Directives:
1. List every amount in pounds that appears in the forum thread on paint repair and respray prices.
2. Carry on the forum thread on paint repair and respray prices from its final post.

But when they need a paint repair which uses expensive products & equipment and requires a great deal of skill they think the job can be done for less per hour than they would pay a window cleaner :lol:


----------



## Tintin (Sep 3, 2006)

I think some of it stems from people having no idea of how much quality auto paint costs per litre, as Drew says, and secondly having no idea how much preparation is involved. I have only done my own welding, painting etc. on my restoration projects, and whilst a professional would do it a lot quicker, there can be a huge amount of work in repairing even a small dent, rust patch, or paint defect.

Near us there is usually a queue a mile long to have some dodgy looking guy spend 5 minutes washing your car with a bucket of mucky water for £7, but people often don't understand the overheads of running a legitimate business, that pays tax and uses quality products. If you are lucky you can get good, cheap resprays, but usually you get what you pay for.


----------



## jcp (Oct 2, 2010)

the demand for cheap resprays will always be there 
my old 02 reg focus is still looking ok , was sprayed 6 years ago for £300 
it was a work horse that needed smartened up and was only bought for £400
wasn't worth spending loads of money on 
I had an insurance approved bodyshop repair and respray my car after a smash £1800 bill and looks like stevie wonder done it , and when it went back to get all the dirt in the paint removed , they flattened it back and burnt through the paint at the edges of the door , ended up going to another bodyshop to get repainted 
expensive aint always best 
same as a detailer charging £200 and one charging £1000 , is the £1000 job always the better job ?

Data block:
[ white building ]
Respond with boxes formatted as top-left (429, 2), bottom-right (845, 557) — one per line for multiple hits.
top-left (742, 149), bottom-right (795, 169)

Written answers:
1. £7, £300, £400, £1800, £200, £1000

2.
----------



## Ads_ClioV6 (Apr 27, 2014)

thanks all been quoted lowest for roof 150 staying away from that quote highest 300,the quote for 300 was a guy who works alone has own bodyshop from home and was recommended does that seem ok 300?


----------



## Sutty 90 (Aug 24, 2014)

It's only worth it if your happy with the result.

Sutty.


----------



## Scoobycarl (Aug 13, 2011)

Yes mate its a fair price if its to remove micro blisters


----------



## Scoobycarl (Aug 13, 2011)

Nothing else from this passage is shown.